Pourtant, si tout semble le fruit d’une ligne presque claire, certaines ruptures s’imposent dans ces éléments récurrents, créant des espaces d’air, de nouvelles perspectives dans un travail toujours en mouvement. Etrangement (et cruellement tant l’œuvre est marquante) absent de la sélection d’œuvres (mais présente dans le catalogue), Spectrum (2011-2012) (Fig. 9) en représentait une des clés. Au sein de l’exposition, c’est sans nul doute le double Panorama (2014) qui s’approprie ce rôle. Barrant la perspective qui permettrait aux visiteurs d’embrasser l’ensemble des œuvres accrochées aux murs du rez-de-chaussée, ce panorama (deux toiles monumentales installées en miroir au milieu de la pièce) frappe la perception. De par leur grandeur, qui englobe le corps et le regard ; de par leur envers révélé (on voit la toile, mais aussi son artificialité et ses limites, le cadre) ; par leur contenu dépourvu du ‘blob’ et composé de lieux vides, de fenêtres, d’escaliers, de portes qui disent le silence et l’absence. L’idée d’envahissement est toujours présente, mais à l’échelle du musée – c’est le panorama qui s’impose comme élément perturbateur à la fois de la vision et des sensations, renvoyant encore une fois à la peinture cette fois au travers du biais des panoramas du XIXème siècle, connus eux aussi pour susciter le dérèglement des sens en confrontant illusion et perception réelle. Dans cette double perspective ouverte (là où le panorama traditionnel offre souvent un cercle fermé), le spectateur est décalé car « le rapport spatial de ce dernier se modifie complètement : le cadre vole en éclats, le regard se promène à l’intérieur même de l’image, au cœur de l’action. Piégé par le changement de modes de perception, il se sent mal à l’aise parce qu’il a perdu le sens de la vision spectatorielle ordinaire ». (2)

───

Consigne 1:
Recopiez sans modification les lignes des enregistrements, de celle qui contient « (format x=466, y=395) » jusqu'à celle qui contient « x=1106, y=14 », incluse.

───

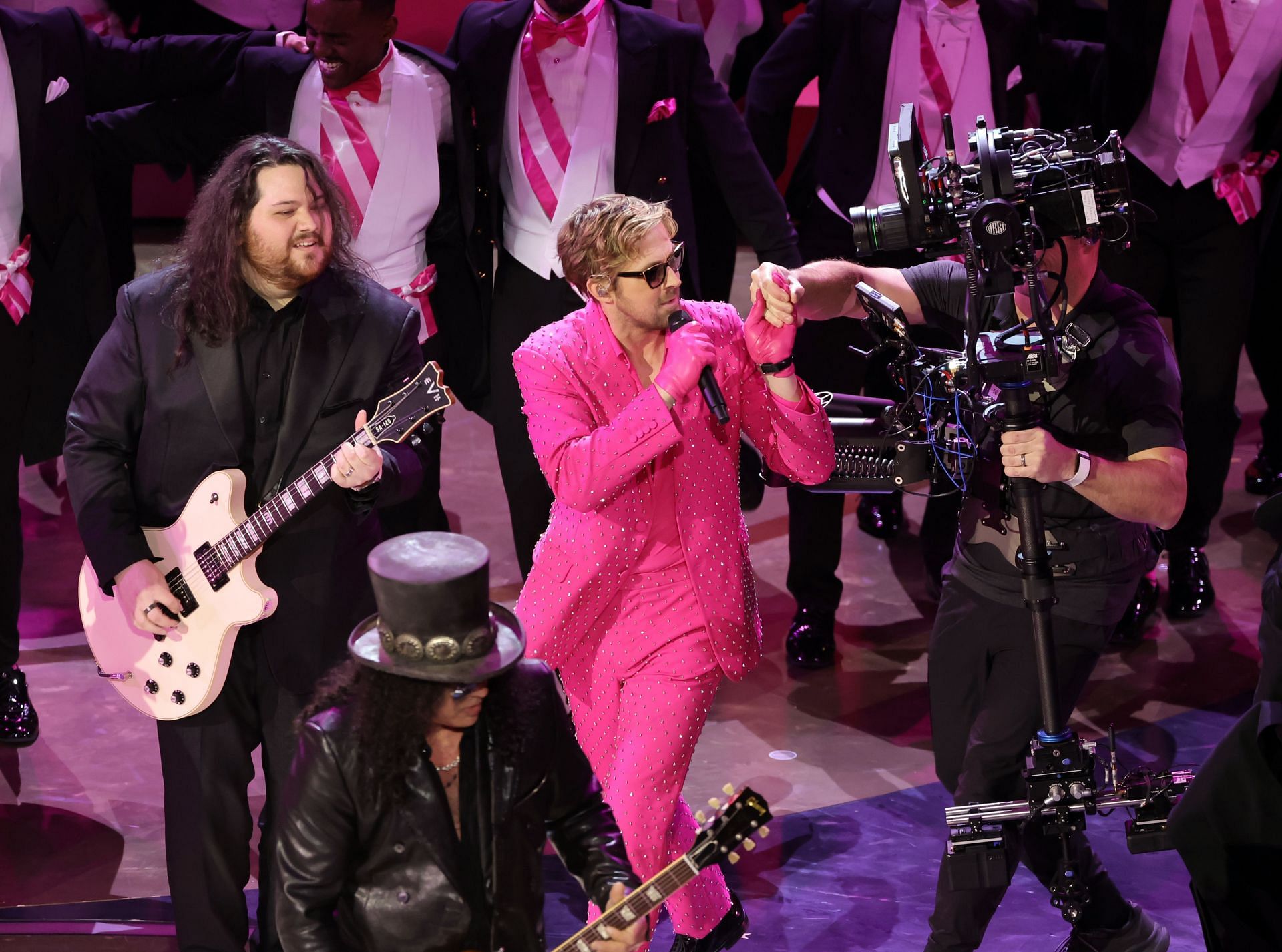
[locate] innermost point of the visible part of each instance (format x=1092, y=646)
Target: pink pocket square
x=663, y=109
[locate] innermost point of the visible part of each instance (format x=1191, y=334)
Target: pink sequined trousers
x=639, y=695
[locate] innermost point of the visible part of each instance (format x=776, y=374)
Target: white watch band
x=1084, y=469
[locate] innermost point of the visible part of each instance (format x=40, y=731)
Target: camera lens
x=882, y=228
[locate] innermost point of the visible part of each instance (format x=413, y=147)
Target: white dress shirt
x=1166, y=138
x=11, y=162
x=962, y=50
x=582, y=82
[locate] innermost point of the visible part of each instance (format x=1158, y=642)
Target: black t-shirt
x=266, y=348
x=1120, y=397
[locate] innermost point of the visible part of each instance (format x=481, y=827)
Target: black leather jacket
x=354, y=875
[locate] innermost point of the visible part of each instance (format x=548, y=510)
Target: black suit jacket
x=258, y=99
x=847, y=44
x=658, y=59
x=72, y=294
x=358, y=874
x=143, y=433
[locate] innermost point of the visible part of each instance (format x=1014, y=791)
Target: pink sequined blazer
x=595, y=436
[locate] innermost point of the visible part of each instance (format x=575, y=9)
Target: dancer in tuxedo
x=55, y=296
x=394, y=128
x=954, y=57
x=641, y=592
x=256, y=351
x=1193, y=85
x=575, y=100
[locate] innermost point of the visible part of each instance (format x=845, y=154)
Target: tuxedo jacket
x=259, y=99
x=142, y=433
x=72, y=296
x=658, y=59
x=847, y=44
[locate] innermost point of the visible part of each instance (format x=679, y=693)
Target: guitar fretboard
x=256, y=529
x=640, y=903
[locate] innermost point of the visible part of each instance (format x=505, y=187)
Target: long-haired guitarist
x=256, y=350
x=433, y=765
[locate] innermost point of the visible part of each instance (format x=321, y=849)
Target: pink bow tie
x=369, y=87
x=546, y=31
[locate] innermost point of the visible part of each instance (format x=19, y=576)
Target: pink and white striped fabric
x=544, y=142
x=345, y=148
x=1211, y=54
x=16, y=282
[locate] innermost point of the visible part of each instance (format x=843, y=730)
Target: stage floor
x=843, y=755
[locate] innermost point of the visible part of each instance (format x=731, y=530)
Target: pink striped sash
x=545, y=172
x=16, y=282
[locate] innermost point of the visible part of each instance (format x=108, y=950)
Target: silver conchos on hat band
x=443, y=650
x=409, y=646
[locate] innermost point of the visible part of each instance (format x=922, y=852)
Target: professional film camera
x=1024, y=191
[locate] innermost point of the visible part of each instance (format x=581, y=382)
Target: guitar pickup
x=209, y=565
x=178, y=586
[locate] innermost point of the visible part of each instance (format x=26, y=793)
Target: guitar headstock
x=401, y=414
x=732, y=826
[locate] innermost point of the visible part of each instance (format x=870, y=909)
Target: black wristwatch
x=776, y=367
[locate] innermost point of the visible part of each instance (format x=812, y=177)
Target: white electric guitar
x=208, y=559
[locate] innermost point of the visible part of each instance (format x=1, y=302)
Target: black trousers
x=1195, y=266
x=15, y=363
x=825, y=362
x=984, y=712
x=206, y=764
x=523, y=302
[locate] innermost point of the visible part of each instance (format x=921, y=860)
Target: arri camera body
x=1024, y=192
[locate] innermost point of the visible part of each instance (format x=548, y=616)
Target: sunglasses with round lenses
x=656, y=273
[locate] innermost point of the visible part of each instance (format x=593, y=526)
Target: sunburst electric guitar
x=208, y=559
x=731, y=828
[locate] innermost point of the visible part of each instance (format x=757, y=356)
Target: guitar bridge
x=178, y=586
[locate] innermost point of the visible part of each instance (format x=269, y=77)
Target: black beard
x=564, y=8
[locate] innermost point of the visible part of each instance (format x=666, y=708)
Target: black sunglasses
x=656, y=273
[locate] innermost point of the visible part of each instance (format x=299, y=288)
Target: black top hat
x=435, y=618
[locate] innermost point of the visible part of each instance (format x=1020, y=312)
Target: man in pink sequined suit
x=641, y=592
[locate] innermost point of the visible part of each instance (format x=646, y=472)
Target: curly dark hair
x=210, y=299
x=390, y=716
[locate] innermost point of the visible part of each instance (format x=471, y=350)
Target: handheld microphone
x=713, y=397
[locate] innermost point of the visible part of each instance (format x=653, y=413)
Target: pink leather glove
x=766, y=342
x=690, y=350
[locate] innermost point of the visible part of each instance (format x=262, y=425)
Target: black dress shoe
x=1144, y=603
x=811, y=638
x=881, y=515
x=19, y=726
x=1263, y=476
x=726, y=933
x=1191, y=592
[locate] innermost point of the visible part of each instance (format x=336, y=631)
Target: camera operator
x=1110, y=457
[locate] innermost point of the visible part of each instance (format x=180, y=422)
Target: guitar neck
x=249, y=536
x=640, y=903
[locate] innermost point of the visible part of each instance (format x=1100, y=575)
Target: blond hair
x=602, y=235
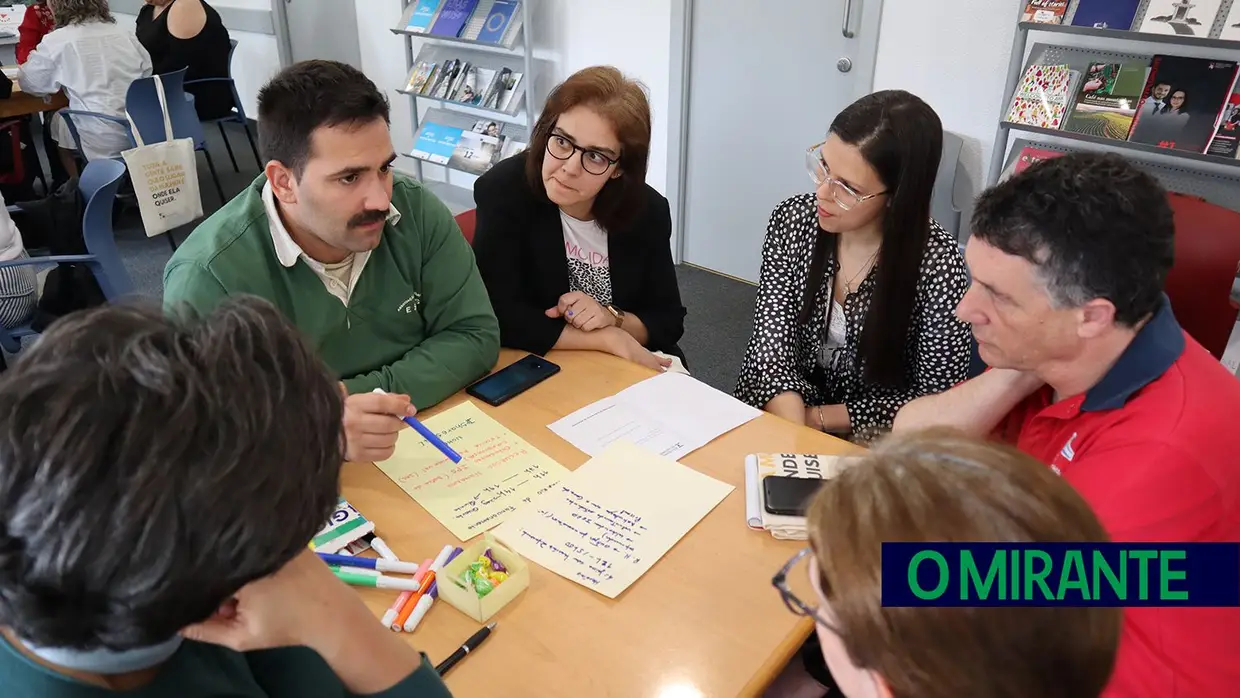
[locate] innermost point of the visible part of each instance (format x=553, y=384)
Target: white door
x=765, y=81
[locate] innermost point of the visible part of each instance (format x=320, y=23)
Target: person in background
x=35, y=24
x=366, y=262
x=1091, y=375
x=940, y=487
x=17, y=284
x=189, y=34
x=857, y=288
x=93, y=61
x=572, y=242
x=203, y=561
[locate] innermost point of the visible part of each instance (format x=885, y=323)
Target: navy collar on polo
x=1152, y=351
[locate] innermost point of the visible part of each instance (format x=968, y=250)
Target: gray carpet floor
x=719, y=308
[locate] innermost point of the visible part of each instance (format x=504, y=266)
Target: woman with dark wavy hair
x=858, y=285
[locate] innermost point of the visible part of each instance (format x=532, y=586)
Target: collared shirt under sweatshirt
x=417, y=319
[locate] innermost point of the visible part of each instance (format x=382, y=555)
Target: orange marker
x=412, y=601
x=407, y=603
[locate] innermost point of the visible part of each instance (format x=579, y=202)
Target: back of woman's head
x=902, y=139
x=620, y=102
x=939, y=486
x=150, y=466
x=78, y=11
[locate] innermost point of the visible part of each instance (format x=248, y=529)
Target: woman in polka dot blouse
x=858, y=285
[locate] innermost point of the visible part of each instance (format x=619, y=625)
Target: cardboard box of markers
x=478, y=583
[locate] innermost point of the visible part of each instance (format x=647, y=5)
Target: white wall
x=956, y=61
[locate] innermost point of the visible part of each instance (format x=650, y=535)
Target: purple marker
x=434, y=585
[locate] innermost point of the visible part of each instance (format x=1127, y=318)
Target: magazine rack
x=1193, y=172
x=515, y=52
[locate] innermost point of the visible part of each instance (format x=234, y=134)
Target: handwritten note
x=611, y=520
x=499, y=471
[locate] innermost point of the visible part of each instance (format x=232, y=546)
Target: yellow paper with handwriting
x=499, y=471
x=613, y=518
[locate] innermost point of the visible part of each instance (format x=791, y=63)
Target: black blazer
x=518, y=242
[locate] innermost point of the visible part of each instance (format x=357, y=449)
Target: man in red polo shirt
x=1091, y=373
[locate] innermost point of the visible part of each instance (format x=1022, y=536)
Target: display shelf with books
x=464, y=143
x=1217, y=189
x=1142, y=96
x=491, y=83
x=494, y=24
x=474, y=61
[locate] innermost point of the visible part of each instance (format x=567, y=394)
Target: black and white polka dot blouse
x=784, y=353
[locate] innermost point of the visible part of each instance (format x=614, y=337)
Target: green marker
x=378, y=580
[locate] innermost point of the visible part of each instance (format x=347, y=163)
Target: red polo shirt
x=1155, y=448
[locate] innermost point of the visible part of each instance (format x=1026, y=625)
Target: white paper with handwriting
x=613, y=518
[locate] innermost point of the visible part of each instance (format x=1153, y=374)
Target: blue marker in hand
x=429, y=435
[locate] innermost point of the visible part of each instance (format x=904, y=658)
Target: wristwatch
x=618, y=314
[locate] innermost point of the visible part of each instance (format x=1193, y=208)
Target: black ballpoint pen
x=469, y=646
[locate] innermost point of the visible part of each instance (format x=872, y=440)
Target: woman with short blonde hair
x=943, y=487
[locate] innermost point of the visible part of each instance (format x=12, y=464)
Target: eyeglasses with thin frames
x=791, y=600
x=843, y=195
x=593, y=161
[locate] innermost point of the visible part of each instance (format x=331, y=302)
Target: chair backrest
x=943, y=202
x=466, y=221
x=237, y=102
x=98, y=184
x=1199, y=284
x=144, y=108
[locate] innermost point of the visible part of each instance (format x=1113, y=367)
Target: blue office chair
x=143, y=104
x=237, y=115
x=98, y=185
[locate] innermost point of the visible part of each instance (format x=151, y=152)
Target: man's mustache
x=366, y=218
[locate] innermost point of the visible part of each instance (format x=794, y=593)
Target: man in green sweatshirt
x=192, y=461
x=368, y=264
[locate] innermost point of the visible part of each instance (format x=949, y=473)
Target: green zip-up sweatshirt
x=418, y=321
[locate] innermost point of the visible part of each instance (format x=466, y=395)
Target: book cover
x=423, y=14
x=497, y=20
x=1182, y=102
x=453, y=16
x=437, y=143
x=474, y=153
x=1044, y=11
x=476, y=19
x=1181, y=17
x=1231, y=24
x=1106, y=14
x=1042, y=97
x=1226, y=138
x=1107, y=101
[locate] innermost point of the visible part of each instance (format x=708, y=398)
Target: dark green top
x=418, y=320
x=210, y=671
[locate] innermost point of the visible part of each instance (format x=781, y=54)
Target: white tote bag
x=165, y=176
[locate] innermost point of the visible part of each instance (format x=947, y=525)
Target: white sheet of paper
x=671, y=414
x=613, y=518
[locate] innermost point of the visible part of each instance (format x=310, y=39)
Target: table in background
x=703, y=621
x=21, y=103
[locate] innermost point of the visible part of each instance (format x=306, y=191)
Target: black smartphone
x=512, y=379
x=788, y=496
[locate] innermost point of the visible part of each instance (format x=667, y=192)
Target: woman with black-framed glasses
x=858, y=285
x=572, y=242
x=940, y=486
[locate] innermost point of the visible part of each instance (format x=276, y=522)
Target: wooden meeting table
x=704, y=621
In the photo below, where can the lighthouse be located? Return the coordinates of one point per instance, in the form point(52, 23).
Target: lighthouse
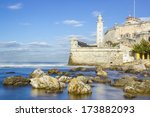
point(100, 32)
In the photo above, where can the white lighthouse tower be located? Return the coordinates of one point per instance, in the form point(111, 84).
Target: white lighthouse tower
point(100, 32)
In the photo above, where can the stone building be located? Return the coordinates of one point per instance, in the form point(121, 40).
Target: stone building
point(113, 47)
point(134, 29)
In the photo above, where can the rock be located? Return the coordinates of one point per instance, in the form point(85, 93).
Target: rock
point(115, 67)
point(64, 79)
point(16, 81)
point(146, 73)
point(54, 71)
point(78, 87)
point(129, 96)
point(37, 73)
point(47, 82)
point(139, 87)
point(66, 73)
point(100, 72)
point(129, 89)
point(79, 75)
point(9, 72)
point(124, 81)
point(83, 69)
point(83, 79)
point(147, 64)
point(101, 80)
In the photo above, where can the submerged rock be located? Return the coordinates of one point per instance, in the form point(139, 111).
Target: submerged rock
point(37, 73)
point(139, 87)
point(129, 95)
point(54, 71)
point(78, 87)
point(101, 80)
point(124, 81)
point(9, 72)
point(16, 81)
point(83, 69)
point(100, 72)
point(135, 68)
point(47, 82)
point(64, 79)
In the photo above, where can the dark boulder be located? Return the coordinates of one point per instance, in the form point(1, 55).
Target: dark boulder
point(16, 81)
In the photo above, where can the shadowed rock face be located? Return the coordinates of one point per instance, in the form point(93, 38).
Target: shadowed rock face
point(16, 81)
point(100, 72)
point(78, 87)
point(124, 81)
point(44, 81)
point(54, 71)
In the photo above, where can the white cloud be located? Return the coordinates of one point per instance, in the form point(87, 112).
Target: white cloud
point(25, 24)
point(16, 6)
point(96, 13)
point(145, 18)
point(74, 23)
point(10, 44)
point(39, 44)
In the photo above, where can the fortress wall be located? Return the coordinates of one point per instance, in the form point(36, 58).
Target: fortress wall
point(95, 56)
point(115, 33)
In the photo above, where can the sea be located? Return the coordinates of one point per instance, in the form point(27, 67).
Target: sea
point(99, 91)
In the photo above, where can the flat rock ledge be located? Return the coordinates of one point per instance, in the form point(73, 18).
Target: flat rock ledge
point(77, 87)
point(133, 87)
point(16, 81)
point(44, 81)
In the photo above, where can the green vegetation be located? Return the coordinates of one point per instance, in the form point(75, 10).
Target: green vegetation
point(142, 48)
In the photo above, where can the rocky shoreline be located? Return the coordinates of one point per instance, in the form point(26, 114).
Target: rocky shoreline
point(78, 84)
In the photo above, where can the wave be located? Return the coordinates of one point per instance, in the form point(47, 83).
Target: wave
point(14, 65)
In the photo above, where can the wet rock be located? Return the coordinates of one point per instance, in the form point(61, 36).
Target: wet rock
point(54, 71)
point(78, 87)
point(79, 75)
point(129, 96)
point(16, 81)
point(83, 69)
point(83, 79)
point(64, 79)
point(100, 72)
point(101, 80)
point(126, 80)
point(135, 68)
point(46, 82)
point(146, 73)
point(115, 67)
point(142, 87)
point(9, 72)
point(66, 73)
point(37, 73)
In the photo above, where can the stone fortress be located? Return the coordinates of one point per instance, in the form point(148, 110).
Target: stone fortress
point(113, 47)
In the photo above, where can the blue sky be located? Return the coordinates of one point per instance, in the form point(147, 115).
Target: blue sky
point(39, 30)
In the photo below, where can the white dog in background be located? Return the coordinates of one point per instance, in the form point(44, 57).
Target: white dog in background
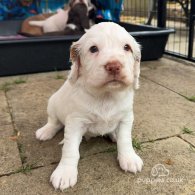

───

Consigne 2:
D'après le document, de quoi se compose le double Panorama (2014) et où est-il installé ?

Production attendue 1:
[locate] innermost point of the visible part of each instance (format x=466, y=395)
Target: book cover
x=423, y=14
x=497, y=20
x=1182, y=102
x=453, y=16
x=437, y=143
x=474, y=153
x=1044, y=11
x=476, y=19
x=1181, y=17
x=1231, y=24
x=1106, y=14

Production attendue 2:
Il se compose de deux toiles monumentales installées en miroir au milieu de la pièce.